BRIEF: Print every line of the material below verbatim, changing nothing.

PROVIDED INFORMATION:
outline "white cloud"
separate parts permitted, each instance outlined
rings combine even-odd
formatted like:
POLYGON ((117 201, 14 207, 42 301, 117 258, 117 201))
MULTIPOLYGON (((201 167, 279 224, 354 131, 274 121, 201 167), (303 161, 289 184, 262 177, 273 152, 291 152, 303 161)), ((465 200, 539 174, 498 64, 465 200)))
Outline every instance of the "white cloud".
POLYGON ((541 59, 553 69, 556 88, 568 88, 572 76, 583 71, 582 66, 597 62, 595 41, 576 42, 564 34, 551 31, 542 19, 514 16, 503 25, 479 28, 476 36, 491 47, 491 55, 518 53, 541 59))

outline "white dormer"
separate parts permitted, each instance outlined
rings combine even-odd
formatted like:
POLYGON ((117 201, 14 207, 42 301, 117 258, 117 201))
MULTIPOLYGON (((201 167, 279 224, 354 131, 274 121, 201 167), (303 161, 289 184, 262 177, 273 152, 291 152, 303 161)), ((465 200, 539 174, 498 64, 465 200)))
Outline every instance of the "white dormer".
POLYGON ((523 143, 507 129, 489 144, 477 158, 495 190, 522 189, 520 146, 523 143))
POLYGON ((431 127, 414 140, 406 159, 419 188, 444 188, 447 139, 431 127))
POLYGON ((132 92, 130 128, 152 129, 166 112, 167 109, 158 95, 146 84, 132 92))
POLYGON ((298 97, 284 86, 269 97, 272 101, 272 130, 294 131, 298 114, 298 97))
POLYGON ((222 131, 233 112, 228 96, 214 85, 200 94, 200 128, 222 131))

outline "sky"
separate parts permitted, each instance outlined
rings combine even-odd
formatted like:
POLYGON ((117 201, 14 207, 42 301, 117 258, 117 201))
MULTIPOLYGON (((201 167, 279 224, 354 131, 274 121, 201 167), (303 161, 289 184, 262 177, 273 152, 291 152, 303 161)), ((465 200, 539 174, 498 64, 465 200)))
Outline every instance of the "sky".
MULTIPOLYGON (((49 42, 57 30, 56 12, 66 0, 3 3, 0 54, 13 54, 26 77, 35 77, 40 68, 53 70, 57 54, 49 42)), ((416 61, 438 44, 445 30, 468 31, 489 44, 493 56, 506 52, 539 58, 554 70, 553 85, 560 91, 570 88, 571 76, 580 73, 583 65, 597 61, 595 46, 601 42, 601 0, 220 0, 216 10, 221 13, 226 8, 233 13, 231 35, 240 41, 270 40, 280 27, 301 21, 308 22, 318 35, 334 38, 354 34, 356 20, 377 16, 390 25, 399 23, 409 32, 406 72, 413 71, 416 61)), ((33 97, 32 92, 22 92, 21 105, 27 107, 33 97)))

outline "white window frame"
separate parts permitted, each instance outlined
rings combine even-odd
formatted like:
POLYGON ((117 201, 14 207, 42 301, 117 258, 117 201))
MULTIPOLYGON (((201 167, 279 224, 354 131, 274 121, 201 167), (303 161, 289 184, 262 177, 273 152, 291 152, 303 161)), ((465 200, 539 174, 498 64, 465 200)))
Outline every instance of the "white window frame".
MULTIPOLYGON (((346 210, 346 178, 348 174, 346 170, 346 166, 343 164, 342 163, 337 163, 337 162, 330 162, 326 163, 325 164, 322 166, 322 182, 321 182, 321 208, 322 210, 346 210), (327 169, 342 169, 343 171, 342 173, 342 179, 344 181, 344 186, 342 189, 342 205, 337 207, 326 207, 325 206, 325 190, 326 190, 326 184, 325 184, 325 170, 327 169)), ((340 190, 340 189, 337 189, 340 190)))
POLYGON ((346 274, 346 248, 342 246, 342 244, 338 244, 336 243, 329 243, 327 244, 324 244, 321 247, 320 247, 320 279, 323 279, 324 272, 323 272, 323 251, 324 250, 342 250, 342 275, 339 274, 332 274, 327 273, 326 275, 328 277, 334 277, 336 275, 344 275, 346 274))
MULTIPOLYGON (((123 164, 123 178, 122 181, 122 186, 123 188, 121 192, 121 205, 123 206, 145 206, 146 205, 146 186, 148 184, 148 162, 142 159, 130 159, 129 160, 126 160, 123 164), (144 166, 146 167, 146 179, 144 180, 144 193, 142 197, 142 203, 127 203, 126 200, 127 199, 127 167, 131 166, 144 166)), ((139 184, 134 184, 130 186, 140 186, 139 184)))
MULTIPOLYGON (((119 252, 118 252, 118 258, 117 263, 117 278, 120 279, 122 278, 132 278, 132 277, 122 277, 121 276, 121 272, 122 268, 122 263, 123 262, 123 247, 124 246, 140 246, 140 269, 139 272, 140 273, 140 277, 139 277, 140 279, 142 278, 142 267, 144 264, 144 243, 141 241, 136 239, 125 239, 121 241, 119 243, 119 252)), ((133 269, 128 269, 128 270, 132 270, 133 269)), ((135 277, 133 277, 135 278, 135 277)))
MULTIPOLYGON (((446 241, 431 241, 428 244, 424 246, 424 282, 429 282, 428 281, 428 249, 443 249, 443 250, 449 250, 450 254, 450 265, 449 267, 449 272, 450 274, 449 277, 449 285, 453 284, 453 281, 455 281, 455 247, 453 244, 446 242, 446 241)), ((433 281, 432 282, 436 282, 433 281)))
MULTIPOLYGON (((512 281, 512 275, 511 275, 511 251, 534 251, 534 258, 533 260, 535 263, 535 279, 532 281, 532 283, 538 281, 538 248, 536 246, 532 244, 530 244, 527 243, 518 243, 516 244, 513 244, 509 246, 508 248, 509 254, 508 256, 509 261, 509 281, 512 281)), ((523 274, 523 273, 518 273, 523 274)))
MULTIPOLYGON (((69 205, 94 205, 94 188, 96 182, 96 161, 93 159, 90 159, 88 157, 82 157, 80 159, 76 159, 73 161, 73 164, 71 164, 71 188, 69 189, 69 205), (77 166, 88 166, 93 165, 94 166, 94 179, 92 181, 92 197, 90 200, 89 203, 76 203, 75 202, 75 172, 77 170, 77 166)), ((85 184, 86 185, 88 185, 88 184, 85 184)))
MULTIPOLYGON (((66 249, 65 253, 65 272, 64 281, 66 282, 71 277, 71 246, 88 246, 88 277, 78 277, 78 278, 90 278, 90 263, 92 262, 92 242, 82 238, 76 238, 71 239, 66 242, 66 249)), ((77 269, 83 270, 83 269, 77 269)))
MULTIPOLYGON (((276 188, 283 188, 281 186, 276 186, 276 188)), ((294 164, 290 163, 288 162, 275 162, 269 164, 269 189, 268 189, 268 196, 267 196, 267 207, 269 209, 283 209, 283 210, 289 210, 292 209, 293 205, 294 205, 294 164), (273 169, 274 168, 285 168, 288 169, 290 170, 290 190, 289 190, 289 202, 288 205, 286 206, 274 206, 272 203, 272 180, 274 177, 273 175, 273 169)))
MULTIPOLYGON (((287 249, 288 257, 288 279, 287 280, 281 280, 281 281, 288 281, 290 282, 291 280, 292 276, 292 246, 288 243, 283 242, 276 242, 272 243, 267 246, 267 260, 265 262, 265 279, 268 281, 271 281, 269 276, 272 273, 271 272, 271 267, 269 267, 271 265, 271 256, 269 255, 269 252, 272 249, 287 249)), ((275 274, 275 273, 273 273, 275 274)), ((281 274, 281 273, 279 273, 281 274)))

OUTPUT FOR THIS TASK:
outline "white cloud"
separate parts permitted, each instance outlined
rings combine even-odd
formatted like:
POLYGON ((117 201, 14 207, 42 301, 117 258, 117 201))
MULTIPOLYGON (((201 167, 279 224, 354 131, 274 121, 201 167), (303 161, 289 184, 262 177, 273 152, 291 152, 303 161)), ((465 200, 539 174, 498 64, 465 200)))
Outline every instance of the "white cloud".
POLYGON ((541 59, 553 69, 556 88, 568 88, 572 76, 583 71, 582 66, 597 62, 595 41, 576 42, 564 34, 551 31, 542 19, 514 16, 503 25, 479 28, 476 36, 491 47, 491 55, 518 53, 541 59))

outline "white dormer"
separate parts permitted, each instance outlined
rings combine even-odd
formatted like:
POLYGON ((117 201, 14 207, 42 301, 117 258, 117 201))
MULTIPOLYGON (((201 167, 279 224, 354 131, 274 121, 201 167), (303 161, 289 184, 262 177, 273 152, 291 152, 303 161)), ((465 200, 539 174, 498 64, 465 200)))
Outline every instance of the "white dormer".
POLYGON ((523 143, 507 129, 489 144, 477 158, 495 190, 522 189, 520 146, 523 143))
POLYGON ((431 127, 414 140, 406 159, 419 188, 444 188, 447 139, 431 127))
POLYGON ((132 92, 130 128, 152 129, 166 112, 167 109, 158 95, 146 84, 132 92))
POLYGON ((298 97, 284 86, 269 97, 272 101, 272 130, 294 131, 298 114, 298 97))
POLYGON ((222 131, 233 112, 228 96, 214 85, 200 94, 200 128, 222 131))

outline "sky"
separate parts permitted, each instance outlined
rings combine even-odd
formatted like:
POLYGON ((117 201, 14 207, 42 301, 117 258, 117 201))
MULTIPOLYGON (((201 167, 279 224, 354 131, 274 121, 201 167), (303 161, 289 184, 262 177, 273 152, 291 152, 303 161)), ((465 200, 539 174, 498 64, 465 200)))
Outline every instance of the "sky".
MULTIPOLYGON (((49 42, 57 30, 56 12, 66 0, 3 3, 0 54, 13 54, 26 77, 35 77, 40 68, 53 70, 57 54, 49 42)), ((416 61, 438 44, 445 30, 468 31, 489 44, 493 56, 506 52, 539 58, 554 70, 553 85, 560 91, 570 88, 571 76, 580 73, 583 65, 597 61, 595 46, 601 42, 601 0, 220 0, 216 10, 221 13, 226 8, 233 13, 231 35, 240 41, 270 40, 280 27, 301 21, 308 22, 318 35, 334 38, 354 34, 356 20, 377 16, 390 25, 399 23, 409 32, 406 72, 413 71, 416 61)), ((33 97, 32 92, 22 92, 21 105, 27 107, 33 97)))

outline "white window frame"
separate parts permitted, each instance outlined
rings combine even-odd
formatted like:
POLYGON ((117 201, 14 207, 42 301, 117 258, 117 201))
MULTIPOLYGON (((201 167, 279 224, 354 131, 274 121, 201 167), (303 161, 289 184, 262 177, 273 152, 291 152, 303 161)), ((465 200, 539 174, 498 64, 465 200)))
Outline every instance of the "white window frame".
MULTIPOLYGON (((346 210, 346 178, 348 174, 346 170, 346 166, 343 164, 342 163, 337 163, 337 162, 330 162, 326 163, 325 164, 322 166, 322 182, 321 182, 321 208, 322 210, 346 210), (327 169, 342 169, 343 171, 342 173, 342 179, 344 181, 344 186, 342 189, 342 205, 337 207, 326 207, 325 206, 325 190, 326 190, 326 184, 325 184, 325 170, 327 169)), ((340 190, 340 189, 337 189, 340 190)))
POLYGON ((346 274, 346 248, 342 246, 342 244, 338 244, 336 243, 329 243, 327 244, 324 244, 321 247, 320 247, 320 279, 323 279, 324 272, 323 272, 323 251, 324 250, 342 250, 342 275, 339 274, 332 274, 327 273, 326 275, 328 277, 334 277, 336 275, 344 275, 346 274))
MULTIPOLYGON (((123 164, 123 178, 122 181, 122 186, 123 188, 121 192, 121 205, 123 206, 145 206, 146 205, 146 186, 148 184, 148 162, 142 159, 130 159, 129 160, 126 160, 123 164), (144 166, 146 167, 146 179, 144 180, 144 193, 142 197, 142 203, 127 203, 126 200, 127 199, 127 167, 131 166, 144 166)), ((139 184, 134 184, 130 186, 140 186, 139 184)))
MULTIPOLYGON (((119 252, 118 252, 118 258, 117 263, 117 278, 120 279, 122 278, 132 278, 132 277, 122 277, 121 276, 121 272, 122 268, 122 263, 123 262, 123 247, 124 246, 140 246, 140 269, 139 272, 140 273, 140 277, 139 277, 140 279, 142 278, 142 267, 144 264, 144 243, 141 241, 136 239, 125 239, 121 241, 119 243, 119 252)), ((133 269, 128 269, 128 270, 132 270, 133 269)), ((135 277, 133 277, 135 278, 135 277)))
MULTIPOLYGON (((446 241, 431 241, 428 244, 424 246, 424 282, 429 282, 428 281, 428 249, 443 249, 443 250, 449 250, 450 254, 450 265, 449 267, 449 272, 450 274, 449 277, 449 285, 453 284, 453 281, 455 281, 455 247, 453 244, 446 242, 446 241)), ((433 281, 432 282, 436 282, 433 281)))
MULTIPOLYGON (((512 281, 512 275, 511 275, 511 251, 534 251, 534 258, 533 260, 535 263, 535 279, 532 281, 532 283, 538 281, 538 248, 536 246, 532 244, 530 244, 527 243, 518 243, 516 244, 513 244, 509 246, 508 248, 509 254, 508 256, 509 261, 509 281, 512 281)), ((523 274, 523 273, 518 273, 523 274)))
MULTIPOLYGON (((69 205, 94 205, 94 188, 96 182, 96 161, 93 159, 90 159, 88 157, 82 157, 80 159, 76 159, 73 161, 73 164, 71 164, 71 188, 69 189, 69 205), (77 166, 88 166, 93 165, 94 166, 94 179, 92 181, 92 197, 90 200, 89 203, 76 203, 75 202, 75 172, 77 170, 77 166)), ((85 184, 86 185, 88 185, 88 184, 85 184)))
MULTIPOLYGON (((66 249, 65 253, 65 272, 64 281, 66 282, 71 277, 71 246, 88 246, 88 277, 78 277, 78 278, 90 278, 90 263, 92 262, 92 242, 82 238, 76 238, 71 239, 66 242, 66 249)), ((77 269, 83 270, 83 269, 77 269)))
MULTIPOLYGON (((276 188, 283 188, 281 186, 276 186, 276 188)), ((294 164, 290 163, 288 162, 275 162, 269 164, 269 189, 268 189, 268 196, 267 196, 267 207, 269 209, 283 209, 283 210, 289 210, 292 209, 293 205, 294 205, 294 164), (273 169, 274 168, 285 168, 288 169, 290 170, 290 190, 289 190, 289 202, 288 205, 286 206, 274 206, 272 203, 272 180, 274 177, 273 175, 273 169)))
MULTIPOLYGON (((287 249, 288 257, 288 279, 287 280, 281 280, 281 281, 288 281, 290 282, 291 280, 292 276, 292 246, 288 243, 283 242, 276 242, 272 243, 267 246, 267 260, 265 262, 265 279, 268 281, 271 281, 269 276, 272 273, 271 272, 271 267, 269 267, 271 265, 271 256, 269 255, 269 252, 272 249, 287 249)), ((275 274, 275 273, 273 273, 275 274)), ((281 274, 281 273, 279 273, 281 274)))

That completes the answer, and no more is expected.